DESCRIPTION OF THE TASK:
Rewrite every one of the rows below so that "innermost point" becomes "most central point", and leave every other word, number and tab unchanged.

— start MATERIAL —

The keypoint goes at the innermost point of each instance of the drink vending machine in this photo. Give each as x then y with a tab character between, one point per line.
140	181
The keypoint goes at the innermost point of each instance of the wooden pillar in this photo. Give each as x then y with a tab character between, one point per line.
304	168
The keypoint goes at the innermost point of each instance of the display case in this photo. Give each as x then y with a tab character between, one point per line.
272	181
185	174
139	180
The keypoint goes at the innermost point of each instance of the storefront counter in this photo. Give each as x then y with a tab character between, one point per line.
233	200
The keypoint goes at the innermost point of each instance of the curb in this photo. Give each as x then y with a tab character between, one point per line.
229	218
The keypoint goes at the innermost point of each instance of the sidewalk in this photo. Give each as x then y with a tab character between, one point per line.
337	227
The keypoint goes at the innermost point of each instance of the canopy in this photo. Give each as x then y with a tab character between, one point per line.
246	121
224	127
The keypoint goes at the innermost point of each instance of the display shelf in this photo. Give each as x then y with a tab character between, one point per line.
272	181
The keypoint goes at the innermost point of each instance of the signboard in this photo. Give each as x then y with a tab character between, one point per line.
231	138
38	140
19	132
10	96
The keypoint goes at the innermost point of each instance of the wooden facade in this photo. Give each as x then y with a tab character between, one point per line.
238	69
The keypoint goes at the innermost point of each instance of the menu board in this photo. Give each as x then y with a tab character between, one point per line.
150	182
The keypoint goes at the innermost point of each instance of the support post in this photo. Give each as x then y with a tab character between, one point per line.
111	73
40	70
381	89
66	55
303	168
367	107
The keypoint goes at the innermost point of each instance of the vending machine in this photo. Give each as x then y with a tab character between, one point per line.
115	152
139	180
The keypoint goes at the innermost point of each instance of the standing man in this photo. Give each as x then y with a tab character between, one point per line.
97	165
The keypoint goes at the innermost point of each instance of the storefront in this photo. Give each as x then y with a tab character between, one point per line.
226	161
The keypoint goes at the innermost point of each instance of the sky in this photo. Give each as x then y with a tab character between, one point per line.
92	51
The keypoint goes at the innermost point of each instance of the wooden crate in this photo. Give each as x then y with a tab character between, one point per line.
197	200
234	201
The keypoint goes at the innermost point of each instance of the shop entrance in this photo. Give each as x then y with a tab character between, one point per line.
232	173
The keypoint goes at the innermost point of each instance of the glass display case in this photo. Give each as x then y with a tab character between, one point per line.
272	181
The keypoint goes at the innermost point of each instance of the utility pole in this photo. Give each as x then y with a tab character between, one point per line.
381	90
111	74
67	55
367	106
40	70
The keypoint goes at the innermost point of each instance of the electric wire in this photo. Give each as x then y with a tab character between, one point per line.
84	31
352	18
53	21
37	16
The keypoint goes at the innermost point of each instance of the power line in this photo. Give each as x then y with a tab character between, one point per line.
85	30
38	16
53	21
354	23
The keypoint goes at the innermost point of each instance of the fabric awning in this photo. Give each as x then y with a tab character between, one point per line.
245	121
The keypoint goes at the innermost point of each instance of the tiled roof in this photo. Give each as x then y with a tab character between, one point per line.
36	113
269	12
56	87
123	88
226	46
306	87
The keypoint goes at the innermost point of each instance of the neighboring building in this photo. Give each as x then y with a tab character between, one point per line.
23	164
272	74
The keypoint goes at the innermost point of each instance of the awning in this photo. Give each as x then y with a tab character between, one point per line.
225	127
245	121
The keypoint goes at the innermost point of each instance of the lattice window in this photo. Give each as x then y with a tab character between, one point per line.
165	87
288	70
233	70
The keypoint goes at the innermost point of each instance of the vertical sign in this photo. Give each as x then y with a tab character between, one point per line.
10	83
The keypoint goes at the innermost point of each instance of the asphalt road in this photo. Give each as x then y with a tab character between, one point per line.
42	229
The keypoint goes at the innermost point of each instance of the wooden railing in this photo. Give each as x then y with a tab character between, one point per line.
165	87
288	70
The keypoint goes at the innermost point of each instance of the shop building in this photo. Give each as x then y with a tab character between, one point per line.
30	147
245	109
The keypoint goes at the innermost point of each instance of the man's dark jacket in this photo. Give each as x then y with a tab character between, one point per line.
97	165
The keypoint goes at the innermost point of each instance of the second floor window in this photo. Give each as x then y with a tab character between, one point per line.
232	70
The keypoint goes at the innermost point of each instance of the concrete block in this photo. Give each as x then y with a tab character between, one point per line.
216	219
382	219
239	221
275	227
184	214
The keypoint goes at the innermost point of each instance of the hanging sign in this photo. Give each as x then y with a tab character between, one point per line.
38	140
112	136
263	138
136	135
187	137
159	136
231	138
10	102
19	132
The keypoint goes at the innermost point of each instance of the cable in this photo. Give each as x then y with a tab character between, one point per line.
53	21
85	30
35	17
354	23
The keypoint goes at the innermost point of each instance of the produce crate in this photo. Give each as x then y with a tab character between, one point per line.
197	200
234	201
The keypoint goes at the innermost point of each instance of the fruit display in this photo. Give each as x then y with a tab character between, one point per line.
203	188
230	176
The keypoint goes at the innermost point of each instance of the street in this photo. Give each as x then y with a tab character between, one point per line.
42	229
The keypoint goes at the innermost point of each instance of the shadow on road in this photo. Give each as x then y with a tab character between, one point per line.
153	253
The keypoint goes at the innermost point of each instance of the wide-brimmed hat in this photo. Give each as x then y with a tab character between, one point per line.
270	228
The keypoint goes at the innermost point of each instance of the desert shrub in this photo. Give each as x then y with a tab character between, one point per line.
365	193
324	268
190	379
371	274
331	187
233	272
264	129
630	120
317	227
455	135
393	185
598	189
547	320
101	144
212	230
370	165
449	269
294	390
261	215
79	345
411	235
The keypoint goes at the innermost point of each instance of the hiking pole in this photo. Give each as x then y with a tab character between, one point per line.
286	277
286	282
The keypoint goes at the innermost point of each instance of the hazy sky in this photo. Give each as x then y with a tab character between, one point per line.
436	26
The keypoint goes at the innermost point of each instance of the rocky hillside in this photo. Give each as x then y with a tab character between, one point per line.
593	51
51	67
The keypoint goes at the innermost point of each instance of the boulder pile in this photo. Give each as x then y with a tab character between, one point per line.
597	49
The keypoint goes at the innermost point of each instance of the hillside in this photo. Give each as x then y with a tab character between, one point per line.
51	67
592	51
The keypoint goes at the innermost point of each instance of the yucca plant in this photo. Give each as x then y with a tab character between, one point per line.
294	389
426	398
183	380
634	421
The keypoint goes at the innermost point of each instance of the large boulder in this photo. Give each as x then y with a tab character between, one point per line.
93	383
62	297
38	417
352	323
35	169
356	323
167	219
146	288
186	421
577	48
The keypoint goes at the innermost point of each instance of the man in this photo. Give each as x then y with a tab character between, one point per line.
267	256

— end MATERIAL —

ANSWER TO THE EXERCISE:
The keypoint goes at the most central point of each instance of the drink vending machine in this photo. Give each as x then y with a tab character between, one point per line.
140	181
The keypoint goes at the most central point of each instance of the wooden pillar in this photo. Give each as x then y with a tab character between, one point per line.
304	168
The keypoint goes at the most central point of each instance of the display case in this photo. Give each as x then y with a tab character between, one point per line.
272	181
185	174
139	180
The keypoint goes at the most central point of each instance of the storefront counter in this photo. Give each as x then y with a tab character between, one point per line.
233	200
The keypoint goes at the most central point of each instance of the curb in this photo. Give each as x then y with a tab character between, one point per line.
229	218
The keypoint goes at the most central point of each instance of the sidewalk in this photo. Give each as x then y with a tab character between, one point per line.
337	227
The keypoint goes at the most central point of each instance of the canopy in this photo. Give each as x then y with a tab character between, one point per line.
246	121
224	127
The keypoint goes at the most central point of each instance of the display shelf in this photo. Give each as x then y with a tab character between, one point per line.
272	181
The keypoint goes at the most central point of each instance of the signboard in this photo. Give each as x then y with a tab character between, one point per line.
231	138
38	140
19	132
10	96
The keypoint goes at the most central point of each instance of the wooden facade in this photo. Give each as x then y with a tab character between, one point per line.
238	69
The keypoint goes at the most central point of each instance of the menu board in this photo. Give each as x then y with a tab character between, one point per line.
150	182
The keypoint goes at the most central point of each instance of the support post in this photo. Give each as x then y with a tab character between, one point per line.
111	73
40	70
381	89
66	55
303	168
367	107
The keypoint goes at the most central point of each instance of the vending machine in this photo. Give each as x then y with a tab character between, one point per line.
115	152
139	180
The keypoint goes at the most central point of each instance of the standing man in this photo. Give each as x then y with a tab character between, one point per line.
97	165
The keypoint goes at the most central point of each instance of the storefront in this photo. Give each as x then y with a tab character between, one point per line.
226	161
The keypoint goes at the most central point of each instance of the sky in this photo. Give each as x then y with a tab character between, one point per line.
92	51
The keypoint goes at the most central point of each instance of the wooden crate in this photo. Give each as x then y with a tab character between, one point per line.
197	200
234	201
The keypoint goes at the most central point of each instance of the shop entrance in this photo. Give each as x then y with a tab character between, one point per line.
232	173
The keypoint goes at the most central point of each instance of the glass display case in this photo. Give each as x then y with a tab character between, one point per line.
272	181
The keypoint goes at the most central point of each instance of the utility pole in this photo. Give each as x then y with a tab character between, one point per line.
381	90
111	74
67	55
367	106
40	70
The keypoint goes at the most central point of each instance of the electric wire in this photo. Give each as x then y with a tab character between, one point per line.
84	31
352	18
53	21
37	16
The keypoint goes at the most central point of each instance of the power line in this photo. Give each as x then y with a tab character between, one point per line.
85	30
38	16
53	21
354	23
The keypoint goes at the most central point of each instance of the fabric awning in this photo. Give each as x then y with a tab character between, one point per line.
245	121
The keypoint goes at the most central point of each instance of the tiled roof in this photo. Give each as x then y with a tab character between, one point per line.
36	113
269	12
56	87
123	88
226	46
306	87
The keypoint goes at the most central point of each instance of the neighboring building in this photo. Give each as x then y with a tab character between, one point per line.
23	164
272	74
The keypoint goes at the most central point of each instance of the awning in this photo. Give each as x then y with a tab character between, one point per line.
225	127
245	121
The keypoint goes at the most central point of each instance of the lattice window in this photo. Give each as x then y with a tab character between, one point per line.
165	87
288	70
233	70
The keypoint goes at the most central point of each instance of the vertical sign in this photo. Give each as x then y with a tab character between, one point per line.
10	83
The keypoint goes at the most central point of each instance of the asphalt road in this photo. Give each as x then y with a tab character between, one point per line.
42	229
The keypoint goes at the most central point of each instance of the wooden railing in this photo. Give each as x then y with a tab character between, one point per line.
165	87
288	70
The keypoint goes at the most central point of each instance of the shop building in this photo. Give each as x then y with a tab character between, one point per line.
30	147
245	109
The keypoint goes at the most central point of each instance of the man's dark jacket in this photo. Give each as x then y with a tab character between, one point per line.
97	165
The keypoint goes at the most central point of each instance of the second floor window in this photo. Give each as x then y with a tab character between, one point per line.
232	70
The keypoint goes at the most central point of each instance of the concrete block in this photo. Give each as x then y with a tab character between, one point per line.
216	219
382	219
239	221
275	227
184	214
The keypoint goes at the most central point of each instance of the hanging sign in this photo. Give each as x then y with a tab character between, one point per line.
38	140
112	136
263	138
136	135
187	137
159	136
231	138
10	102
19	132
The keypoint goes at the most central point of each instance of the cable in this photo. Give each as x then y with a tab character between, one point per line.
53	21
85	30
35	17
354	23
The keypoint goes at the most central point of each instance of the produce crate in this photo. Give each as x then y with a tab character between, one point per line.
197	200
234	201
The keypoint goes at the most central point of each instance of the fruit display in this photo. Give each as x then y with a tab character between, one point per line.
203	188
230	176
The keypoint goes at the most central point of each instance of the street in this photo. Give each as x then y with a tab character between, one point per line.
42	229
The keypoint goes at the most central point of each instance of the shadow on road in this photo. Give each as x then y with a tab character between, one point per line.
153	253
The keypoint goes at the most central point of each instance of the wide-brimmed hat in this photo. Give each as x then y with a tab character between, one point per line.
270	228
The keypoint goes at the most central point of each instance of the desert shrub in this photo. Give each as x then y with a tab character between, one point per line.
365	193
324	268
190	379
371	274
331	187
233	272
264	129
630	120
317	227
455	135
393	185
598	189
547	320
101	144
212	230
370	165
449	269
294	390
261	215
79	345
411	235
The keypoint goes at the most central point of each instance of the hiking pole in this photo. Give each as x then y with a tab character between, one point per line.
286	277
286	282
The keypoint goes at the most central point of each instance of the hazy sky in this photo. Give each as x then y with a tab character between, one point per line.
436	26
The keypoint goes at the most central point of each instance of the rocky hillside in this photo. Give each as x then y with a tab character between, one point per line.
593	51
51	67
The keypoint goes at the most central point of each instance of the boulder pile in this photo. Give each as x then y with a tab character between, one point per line.
597	49
The keypoint goes at the most central point of each instance of the hillside in this photo. Give each as x then y with a tab character between, one point per line.
51	67
592	51
The keypoint goes at the most central point of each instance of the yucca plant in this photo. Give each as x then y with a tab character between, one point per line.
294	389
426	398
183	380
634	421
The keypoint goes at the most central point of each instance of the large boulder in this photo. Give each as x then y with a tab character between, one point per line.
93	383
62	297
38	417
352	323
35	169
356	323
167	219
146	288
186	421
577	48
The keypoint goes at the most central point of each instance of the man in this photo. Give each as x then y with a tab character between, one point per line.
267	256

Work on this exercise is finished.